- [TASK SET]:
A) Please set down, word for word, the portion of the Network 180 funding article below that begins at the words "Scott Gillman, the" and stops after "Healthy Michigan program.".
B) Extend the article on Network 180's funding shortfall, picking up from its final sentence.

- [TEXT BLOCK]:
══════════════════════════════

The community mental health provider in Kent County wants the state to expedite the process of figuring out how to adequately fund its mental health programs.
Scott Gillman, the CEO and Executive Director of Network 180, the community mental health authority in Kent County, says that people switching to the state’s Healthy Michigan program is the cause for the lack of funds.
Network 180 lost about $9.7 million over the last two years because several people switched from having Disabled, Aged and Blind status on their insurance to the Healthy Michigan program.
Gillman says the issue is that the Healthy Michigan program provides less money to healthcare providers.
“The reimbursement that we receive from Healthy Michigan is about 80 percent less,” Gillman said.
Network 180 gets about $240 per person on Healthy Michigan as opposed to $270 per person with DAB, but Gillman understands why so many people switched.
“Healthy Michigan is just easier to access. While DAB funding requires you to prove that you’re disabled or blind, Healthy Michigan is based on income,” he said.
Gillman says Network 180 has already begun laying off some employees.
“Total full time jobs will be about 35, we've laid off about 16 people so far and the others are vacant positions that we're holding vacant,” he said.

══════════════════════════════

- [DATA SHOWN]:
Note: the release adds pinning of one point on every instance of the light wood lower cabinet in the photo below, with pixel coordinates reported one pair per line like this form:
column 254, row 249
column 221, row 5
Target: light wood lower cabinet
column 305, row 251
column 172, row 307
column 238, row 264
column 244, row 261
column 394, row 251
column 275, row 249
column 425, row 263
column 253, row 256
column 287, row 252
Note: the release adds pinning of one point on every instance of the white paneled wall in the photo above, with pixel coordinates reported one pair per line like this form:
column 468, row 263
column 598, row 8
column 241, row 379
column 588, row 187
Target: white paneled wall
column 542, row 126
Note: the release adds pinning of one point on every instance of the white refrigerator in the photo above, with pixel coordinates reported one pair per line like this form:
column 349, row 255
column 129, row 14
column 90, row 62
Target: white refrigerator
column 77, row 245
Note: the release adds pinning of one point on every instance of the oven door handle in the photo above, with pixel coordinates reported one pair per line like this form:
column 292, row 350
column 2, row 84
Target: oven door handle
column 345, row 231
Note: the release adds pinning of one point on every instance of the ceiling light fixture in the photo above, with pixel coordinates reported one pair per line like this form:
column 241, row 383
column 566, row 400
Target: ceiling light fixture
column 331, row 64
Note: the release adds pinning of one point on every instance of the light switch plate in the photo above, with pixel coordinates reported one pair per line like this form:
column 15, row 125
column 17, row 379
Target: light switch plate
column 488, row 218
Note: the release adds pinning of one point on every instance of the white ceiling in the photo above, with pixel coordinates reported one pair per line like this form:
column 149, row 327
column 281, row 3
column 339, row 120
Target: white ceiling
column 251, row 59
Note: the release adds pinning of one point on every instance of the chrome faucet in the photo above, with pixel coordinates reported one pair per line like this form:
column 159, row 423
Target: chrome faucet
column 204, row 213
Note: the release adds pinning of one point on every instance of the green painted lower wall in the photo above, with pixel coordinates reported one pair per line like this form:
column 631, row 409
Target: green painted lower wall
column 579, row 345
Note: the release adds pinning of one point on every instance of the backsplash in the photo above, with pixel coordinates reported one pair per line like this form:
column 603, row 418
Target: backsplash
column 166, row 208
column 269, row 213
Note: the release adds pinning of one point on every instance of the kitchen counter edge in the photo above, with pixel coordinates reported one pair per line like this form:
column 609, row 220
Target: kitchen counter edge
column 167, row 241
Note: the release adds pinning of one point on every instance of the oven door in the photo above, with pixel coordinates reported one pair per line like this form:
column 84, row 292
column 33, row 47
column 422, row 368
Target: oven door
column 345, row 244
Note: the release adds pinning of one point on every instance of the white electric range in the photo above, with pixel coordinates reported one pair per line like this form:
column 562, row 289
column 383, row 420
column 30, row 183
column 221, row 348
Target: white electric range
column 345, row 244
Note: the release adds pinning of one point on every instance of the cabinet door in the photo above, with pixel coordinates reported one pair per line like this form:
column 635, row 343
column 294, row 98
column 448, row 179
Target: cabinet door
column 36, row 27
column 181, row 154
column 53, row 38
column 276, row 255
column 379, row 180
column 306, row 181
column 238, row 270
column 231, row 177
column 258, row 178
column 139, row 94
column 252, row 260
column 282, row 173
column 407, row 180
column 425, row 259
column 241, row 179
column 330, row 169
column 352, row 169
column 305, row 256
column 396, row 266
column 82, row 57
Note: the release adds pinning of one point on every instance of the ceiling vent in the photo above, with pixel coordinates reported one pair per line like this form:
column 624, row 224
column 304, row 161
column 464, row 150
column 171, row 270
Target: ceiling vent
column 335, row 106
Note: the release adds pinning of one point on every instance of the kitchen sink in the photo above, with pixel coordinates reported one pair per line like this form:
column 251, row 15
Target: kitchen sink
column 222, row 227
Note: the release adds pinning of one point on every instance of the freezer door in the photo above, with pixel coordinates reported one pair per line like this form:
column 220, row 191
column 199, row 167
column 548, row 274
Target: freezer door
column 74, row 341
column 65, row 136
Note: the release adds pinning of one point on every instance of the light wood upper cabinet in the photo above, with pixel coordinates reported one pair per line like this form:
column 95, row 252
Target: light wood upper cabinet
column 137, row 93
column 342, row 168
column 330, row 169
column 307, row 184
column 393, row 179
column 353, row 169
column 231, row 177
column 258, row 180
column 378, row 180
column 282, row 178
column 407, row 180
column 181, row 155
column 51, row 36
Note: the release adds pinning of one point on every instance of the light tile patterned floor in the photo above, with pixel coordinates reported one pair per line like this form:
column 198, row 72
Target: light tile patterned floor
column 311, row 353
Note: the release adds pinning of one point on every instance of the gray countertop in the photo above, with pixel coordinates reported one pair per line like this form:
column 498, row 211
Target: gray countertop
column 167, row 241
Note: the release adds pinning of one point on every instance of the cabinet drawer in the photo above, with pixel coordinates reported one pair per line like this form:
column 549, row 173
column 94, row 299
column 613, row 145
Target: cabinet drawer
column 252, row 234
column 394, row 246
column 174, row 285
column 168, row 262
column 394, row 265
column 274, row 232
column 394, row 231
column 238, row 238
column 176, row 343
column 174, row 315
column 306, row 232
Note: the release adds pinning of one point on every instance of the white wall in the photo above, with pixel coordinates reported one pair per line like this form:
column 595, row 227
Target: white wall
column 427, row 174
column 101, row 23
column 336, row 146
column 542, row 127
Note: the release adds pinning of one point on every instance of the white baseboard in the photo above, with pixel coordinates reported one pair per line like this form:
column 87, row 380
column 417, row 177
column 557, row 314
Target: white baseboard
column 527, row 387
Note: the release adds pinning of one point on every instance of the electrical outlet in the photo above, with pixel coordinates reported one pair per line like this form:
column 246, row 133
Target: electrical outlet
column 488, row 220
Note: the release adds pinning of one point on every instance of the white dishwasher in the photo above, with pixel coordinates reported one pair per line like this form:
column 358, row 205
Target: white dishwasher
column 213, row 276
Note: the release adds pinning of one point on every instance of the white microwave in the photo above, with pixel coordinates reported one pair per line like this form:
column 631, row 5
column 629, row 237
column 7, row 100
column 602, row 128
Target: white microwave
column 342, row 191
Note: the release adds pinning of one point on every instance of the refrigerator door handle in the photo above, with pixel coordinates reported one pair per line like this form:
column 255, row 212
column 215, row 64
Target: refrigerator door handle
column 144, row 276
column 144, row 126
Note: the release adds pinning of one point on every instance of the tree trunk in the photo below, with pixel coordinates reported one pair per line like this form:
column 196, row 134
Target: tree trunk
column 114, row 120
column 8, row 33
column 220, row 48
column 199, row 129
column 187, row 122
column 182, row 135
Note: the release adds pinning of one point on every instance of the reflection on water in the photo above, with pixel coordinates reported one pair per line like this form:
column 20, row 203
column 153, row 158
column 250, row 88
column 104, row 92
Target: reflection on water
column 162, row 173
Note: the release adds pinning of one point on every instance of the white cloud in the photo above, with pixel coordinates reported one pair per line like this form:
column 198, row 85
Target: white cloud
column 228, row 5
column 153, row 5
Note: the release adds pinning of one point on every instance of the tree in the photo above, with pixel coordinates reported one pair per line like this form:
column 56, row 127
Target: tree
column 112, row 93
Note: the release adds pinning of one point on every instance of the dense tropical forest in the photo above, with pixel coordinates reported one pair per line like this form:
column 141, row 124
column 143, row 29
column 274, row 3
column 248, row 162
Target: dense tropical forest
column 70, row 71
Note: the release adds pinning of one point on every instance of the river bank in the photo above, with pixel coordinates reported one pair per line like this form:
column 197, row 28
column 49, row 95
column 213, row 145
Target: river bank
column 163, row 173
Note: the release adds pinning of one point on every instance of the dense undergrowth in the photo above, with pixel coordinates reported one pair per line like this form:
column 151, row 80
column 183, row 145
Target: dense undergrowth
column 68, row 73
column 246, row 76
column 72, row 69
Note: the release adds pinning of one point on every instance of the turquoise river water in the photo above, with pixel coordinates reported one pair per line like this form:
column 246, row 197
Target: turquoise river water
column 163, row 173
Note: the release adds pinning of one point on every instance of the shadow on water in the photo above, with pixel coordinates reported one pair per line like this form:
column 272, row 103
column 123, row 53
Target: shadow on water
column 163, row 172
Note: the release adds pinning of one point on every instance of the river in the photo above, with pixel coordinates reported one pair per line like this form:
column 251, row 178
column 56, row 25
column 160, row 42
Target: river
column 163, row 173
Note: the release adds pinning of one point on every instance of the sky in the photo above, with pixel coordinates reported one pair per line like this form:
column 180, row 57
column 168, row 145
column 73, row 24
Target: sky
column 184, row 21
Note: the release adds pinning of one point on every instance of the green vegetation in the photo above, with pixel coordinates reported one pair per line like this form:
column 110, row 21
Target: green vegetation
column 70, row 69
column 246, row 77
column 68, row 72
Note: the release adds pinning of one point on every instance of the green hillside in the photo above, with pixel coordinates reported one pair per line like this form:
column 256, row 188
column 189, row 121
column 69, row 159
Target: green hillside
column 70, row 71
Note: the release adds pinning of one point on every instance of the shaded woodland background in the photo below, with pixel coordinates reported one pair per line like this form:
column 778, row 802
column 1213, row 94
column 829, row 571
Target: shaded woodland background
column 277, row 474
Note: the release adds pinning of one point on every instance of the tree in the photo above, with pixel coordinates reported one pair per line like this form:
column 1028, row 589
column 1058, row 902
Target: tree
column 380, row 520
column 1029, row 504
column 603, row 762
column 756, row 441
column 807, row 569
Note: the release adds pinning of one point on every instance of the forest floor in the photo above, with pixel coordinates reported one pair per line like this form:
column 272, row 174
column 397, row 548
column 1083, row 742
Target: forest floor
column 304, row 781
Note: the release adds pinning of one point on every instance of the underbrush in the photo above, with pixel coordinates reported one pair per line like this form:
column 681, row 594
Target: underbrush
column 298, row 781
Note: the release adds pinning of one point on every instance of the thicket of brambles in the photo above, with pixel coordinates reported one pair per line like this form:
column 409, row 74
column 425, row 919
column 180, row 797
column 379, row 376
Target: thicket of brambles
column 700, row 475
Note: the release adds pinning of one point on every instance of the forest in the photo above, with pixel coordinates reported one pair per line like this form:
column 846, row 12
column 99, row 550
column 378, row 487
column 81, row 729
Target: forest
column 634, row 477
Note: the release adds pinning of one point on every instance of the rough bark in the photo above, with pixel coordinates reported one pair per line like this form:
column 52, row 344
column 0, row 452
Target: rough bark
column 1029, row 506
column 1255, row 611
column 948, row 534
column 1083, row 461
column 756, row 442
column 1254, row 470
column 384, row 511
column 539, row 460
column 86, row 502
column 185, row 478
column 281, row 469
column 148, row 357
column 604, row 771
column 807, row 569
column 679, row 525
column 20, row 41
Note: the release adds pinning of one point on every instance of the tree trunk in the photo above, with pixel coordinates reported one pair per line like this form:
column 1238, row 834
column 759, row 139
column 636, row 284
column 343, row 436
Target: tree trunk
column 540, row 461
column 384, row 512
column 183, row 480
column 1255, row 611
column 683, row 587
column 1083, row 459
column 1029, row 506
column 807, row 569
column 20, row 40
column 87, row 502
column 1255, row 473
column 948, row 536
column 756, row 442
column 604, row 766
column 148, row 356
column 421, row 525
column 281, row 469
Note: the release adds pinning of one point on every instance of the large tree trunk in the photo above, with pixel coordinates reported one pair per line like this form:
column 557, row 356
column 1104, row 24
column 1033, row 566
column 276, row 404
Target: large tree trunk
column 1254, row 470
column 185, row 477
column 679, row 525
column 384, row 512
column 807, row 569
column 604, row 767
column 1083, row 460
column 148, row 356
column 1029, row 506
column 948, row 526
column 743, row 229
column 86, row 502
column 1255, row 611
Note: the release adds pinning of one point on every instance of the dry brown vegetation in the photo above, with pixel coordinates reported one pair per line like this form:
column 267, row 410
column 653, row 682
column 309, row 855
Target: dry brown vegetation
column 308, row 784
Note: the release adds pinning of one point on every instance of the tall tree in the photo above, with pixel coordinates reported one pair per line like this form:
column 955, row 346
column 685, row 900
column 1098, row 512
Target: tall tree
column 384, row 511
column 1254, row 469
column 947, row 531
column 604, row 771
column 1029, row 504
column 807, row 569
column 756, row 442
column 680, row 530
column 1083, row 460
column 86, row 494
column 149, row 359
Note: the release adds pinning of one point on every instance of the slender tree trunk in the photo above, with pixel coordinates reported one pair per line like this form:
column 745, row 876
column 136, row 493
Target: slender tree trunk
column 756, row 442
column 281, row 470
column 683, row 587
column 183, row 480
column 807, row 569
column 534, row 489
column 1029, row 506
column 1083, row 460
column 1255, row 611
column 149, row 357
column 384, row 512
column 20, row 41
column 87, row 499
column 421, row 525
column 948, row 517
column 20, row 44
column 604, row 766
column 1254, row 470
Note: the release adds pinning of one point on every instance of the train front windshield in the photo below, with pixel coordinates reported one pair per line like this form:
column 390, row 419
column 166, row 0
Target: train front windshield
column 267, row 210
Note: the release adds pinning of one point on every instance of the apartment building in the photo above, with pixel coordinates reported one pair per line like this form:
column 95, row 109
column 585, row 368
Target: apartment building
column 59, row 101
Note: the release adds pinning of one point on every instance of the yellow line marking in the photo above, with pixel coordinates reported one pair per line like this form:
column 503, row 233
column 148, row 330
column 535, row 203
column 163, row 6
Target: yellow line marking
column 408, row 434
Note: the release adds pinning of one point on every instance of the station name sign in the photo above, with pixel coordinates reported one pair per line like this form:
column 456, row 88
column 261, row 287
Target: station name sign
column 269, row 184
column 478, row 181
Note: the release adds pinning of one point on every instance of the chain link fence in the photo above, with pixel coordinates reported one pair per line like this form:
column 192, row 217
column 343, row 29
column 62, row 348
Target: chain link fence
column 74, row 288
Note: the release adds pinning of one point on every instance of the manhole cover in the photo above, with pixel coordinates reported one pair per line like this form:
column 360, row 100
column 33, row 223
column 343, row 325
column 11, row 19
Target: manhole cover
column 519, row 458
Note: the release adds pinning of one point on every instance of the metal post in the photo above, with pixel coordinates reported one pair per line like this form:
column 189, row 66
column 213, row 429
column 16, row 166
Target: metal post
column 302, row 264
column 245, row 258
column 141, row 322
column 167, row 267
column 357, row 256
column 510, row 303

══════════════════════════════

- [ANSWERS TO EACH TASK]:
A)
Scott Gillman, the CEO and Executive Director of Network 180, the community mental health authority in Kent County, says that people switching to the state’s Healthy Michigan program is the cause for the lack of funds.
Network 180 lost about $9.7 million over the last two years because several people switched from having Disabled, Aged and Blind status on their insurance to the Healthy Michigan program.

B)
Network 180 will cut programs too if no other revenue stream comes in. The programs being cut wouldn’t change the entitlements of the patients, but Gillman isn’t pleased about it.
“The people we care for would still get what they are entitled to in the basic care packages, but other services that help us do our job better won’t be offered unfortunately,” he said.
Gillman is asking that the state’s two year process to change the funding formula be sped up to avoid cutting more jobs and programs.
“This huge migration, $97 million statewide, is cause for that process to be expedited so we don’t have to make the kind of reductions we’re talking about,” he said.
The Lakeshore Regional Entity, which coordinates mental health services for several counties in West Michigan including Kent County, lost about $23 million for the same reason.
Gillman didn’t clarify exactly when patients would see the loss of programs, but said that the state needs to help soon.